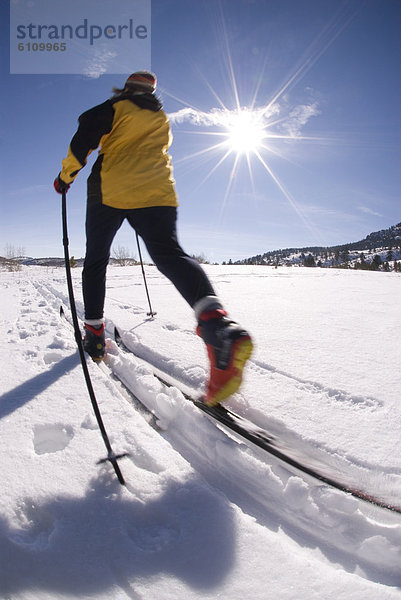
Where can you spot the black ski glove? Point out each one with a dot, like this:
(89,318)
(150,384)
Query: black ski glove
(60,186)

────────

### PROBLEM DETAILS
Write down the full listing above exactly as it is, except for any images.

### COMPLETED EXERCISE
Where can you spot the black ski glove? Point out each one with a dot, like this:
(89,318)
(150,384)
Query: black ski glove
(60,186)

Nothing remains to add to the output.